┌────────

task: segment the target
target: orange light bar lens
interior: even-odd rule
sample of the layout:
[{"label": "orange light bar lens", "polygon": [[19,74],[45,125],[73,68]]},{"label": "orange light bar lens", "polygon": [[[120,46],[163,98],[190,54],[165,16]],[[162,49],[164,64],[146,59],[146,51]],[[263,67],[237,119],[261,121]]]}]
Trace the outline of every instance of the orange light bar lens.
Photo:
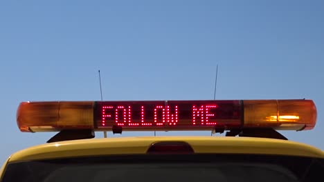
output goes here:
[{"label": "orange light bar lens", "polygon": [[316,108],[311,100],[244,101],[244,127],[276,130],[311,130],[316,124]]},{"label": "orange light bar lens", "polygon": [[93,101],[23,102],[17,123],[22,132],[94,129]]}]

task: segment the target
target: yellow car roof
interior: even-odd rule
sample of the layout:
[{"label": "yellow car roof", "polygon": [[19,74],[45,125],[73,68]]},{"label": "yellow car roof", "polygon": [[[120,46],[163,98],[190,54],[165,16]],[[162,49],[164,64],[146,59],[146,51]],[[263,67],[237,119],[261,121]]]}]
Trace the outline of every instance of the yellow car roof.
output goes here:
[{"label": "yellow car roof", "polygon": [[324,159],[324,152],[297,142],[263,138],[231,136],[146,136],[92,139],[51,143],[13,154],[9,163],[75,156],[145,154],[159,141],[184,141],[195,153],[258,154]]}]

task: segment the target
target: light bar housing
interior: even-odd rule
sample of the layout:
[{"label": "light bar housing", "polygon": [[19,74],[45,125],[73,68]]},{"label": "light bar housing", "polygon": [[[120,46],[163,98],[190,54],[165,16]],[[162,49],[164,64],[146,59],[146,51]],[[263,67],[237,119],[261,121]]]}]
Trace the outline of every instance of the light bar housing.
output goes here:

└────────
┌────────

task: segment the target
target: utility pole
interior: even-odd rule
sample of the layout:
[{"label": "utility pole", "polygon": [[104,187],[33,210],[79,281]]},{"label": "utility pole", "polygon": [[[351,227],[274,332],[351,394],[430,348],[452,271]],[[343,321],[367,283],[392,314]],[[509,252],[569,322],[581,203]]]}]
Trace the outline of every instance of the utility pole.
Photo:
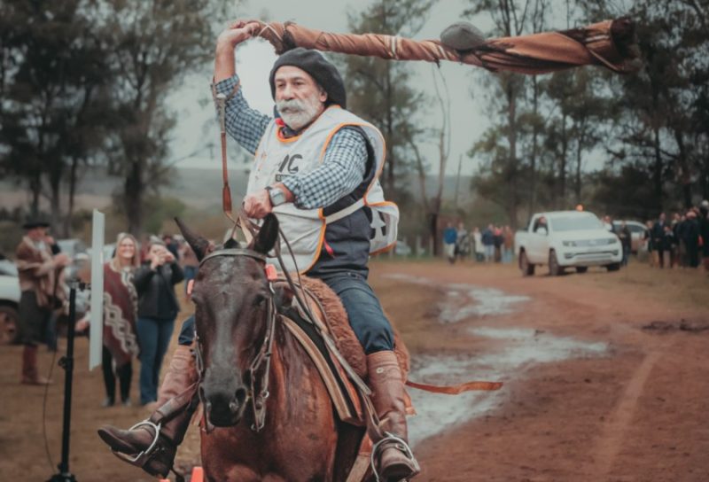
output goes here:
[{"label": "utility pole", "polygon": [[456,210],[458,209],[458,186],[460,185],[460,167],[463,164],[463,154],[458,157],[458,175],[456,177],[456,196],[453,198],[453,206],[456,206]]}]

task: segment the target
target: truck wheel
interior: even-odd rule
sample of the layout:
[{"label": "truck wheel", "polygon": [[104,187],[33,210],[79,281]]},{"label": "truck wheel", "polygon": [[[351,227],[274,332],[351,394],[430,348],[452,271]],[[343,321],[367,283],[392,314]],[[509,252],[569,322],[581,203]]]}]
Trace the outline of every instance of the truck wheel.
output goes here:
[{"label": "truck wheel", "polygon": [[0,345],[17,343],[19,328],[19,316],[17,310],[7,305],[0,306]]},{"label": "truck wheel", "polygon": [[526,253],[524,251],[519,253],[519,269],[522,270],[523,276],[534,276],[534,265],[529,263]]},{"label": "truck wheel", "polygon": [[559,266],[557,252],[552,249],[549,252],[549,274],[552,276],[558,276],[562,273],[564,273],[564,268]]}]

└────────
┌────────

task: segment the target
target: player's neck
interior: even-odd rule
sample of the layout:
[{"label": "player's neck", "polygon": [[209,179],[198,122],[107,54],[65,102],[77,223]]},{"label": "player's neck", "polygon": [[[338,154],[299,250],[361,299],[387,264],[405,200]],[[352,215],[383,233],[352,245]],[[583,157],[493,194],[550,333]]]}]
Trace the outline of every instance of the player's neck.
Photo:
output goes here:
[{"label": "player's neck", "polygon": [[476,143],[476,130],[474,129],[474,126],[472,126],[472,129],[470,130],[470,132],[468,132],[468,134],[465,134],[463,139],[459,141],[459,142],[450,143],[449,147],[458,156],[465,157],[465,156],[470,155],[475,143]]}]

└────────

Task instructions: Count the lines of the data above that contain the word "Trace" and give only the number.

Reply: 6